Start of Materials provided
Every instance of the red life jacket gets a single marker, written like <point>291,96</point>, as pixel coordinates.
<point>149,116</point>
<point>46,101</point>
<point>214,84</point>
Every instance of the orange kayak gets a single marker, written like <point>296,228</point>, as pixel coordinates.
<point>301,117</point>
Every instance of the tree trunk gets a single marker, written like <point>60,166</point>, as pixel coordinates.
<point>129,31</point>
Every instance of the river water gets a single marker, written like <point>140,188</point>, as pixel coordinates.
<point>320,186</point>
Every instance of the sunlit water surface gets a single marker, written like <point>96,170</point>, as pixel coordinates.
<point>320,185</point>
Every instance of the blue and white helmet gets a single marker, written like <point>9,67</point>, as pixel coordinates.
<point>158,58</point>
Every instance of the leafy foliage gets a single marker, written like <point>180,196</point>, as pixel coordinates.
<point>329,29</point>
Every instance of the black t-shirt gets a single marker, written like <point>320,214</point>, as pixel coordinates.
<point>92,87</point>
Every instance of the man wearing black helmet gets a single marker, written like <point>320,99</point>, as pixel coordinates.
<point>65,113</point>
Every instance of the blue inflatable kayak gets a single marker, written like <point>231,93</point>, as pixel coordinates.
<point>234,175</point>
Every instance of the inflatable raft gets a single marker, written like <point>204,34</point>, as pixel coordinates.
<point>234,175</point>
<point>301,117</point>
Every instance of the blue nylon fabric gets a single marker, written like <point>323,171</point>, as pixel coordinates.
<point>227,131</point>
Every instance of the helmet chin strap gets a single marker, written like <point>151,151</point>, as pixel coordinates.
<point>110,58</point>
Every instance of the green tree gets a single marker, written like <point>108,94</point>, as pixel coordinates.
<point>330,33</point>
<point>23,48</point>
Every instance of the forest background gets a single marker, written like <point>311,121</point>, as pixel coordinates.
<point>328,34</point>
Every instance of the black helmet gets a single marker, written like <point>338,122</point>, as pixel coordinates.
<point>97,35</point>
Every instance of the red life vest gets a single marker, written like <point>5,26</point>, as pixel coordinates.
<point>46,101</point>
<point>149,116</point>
End of Materials provided
→ Try it
Beginning with the line that has "Every instance of the inflatable", set down every line of the entries above through the final one, unchanged.

→ Your solution
Every instance of the inflatable raft gets a single marker, written like <point>204,34</point>, as pixel coordinates.
<point>234,175</point>
<point>301,117</point>
Every instance of the blue nylon fabric gets a single marker, written like <point>323,171</point>, as pixel coordinates.
<point>227,131</point>
Every instance of the helmet chin strap gets a single marker, written like <point>151,151</point>, as pixel coordinates.
<point>110,58</point>
Every instance of the green tree gets a single marker, written like <point>108,94</point>, as pixel coordinates.
<point>330,33</point>
<point>23,48</point>
Every instance of the forest background gets a single marker, written like <point>311,121</point>, as pixel coordinates.
<point>328,34</point>
Every instance of the black helmet gets a single marker, written like <point>338,122</point>, as pixel coordinates.
<point>97,35</point>
Every instance of the red life vest gets a single marker, written like <point>5,26</point>, as pixel coordinates.
<point>46,101</point>
<point>149,116</point>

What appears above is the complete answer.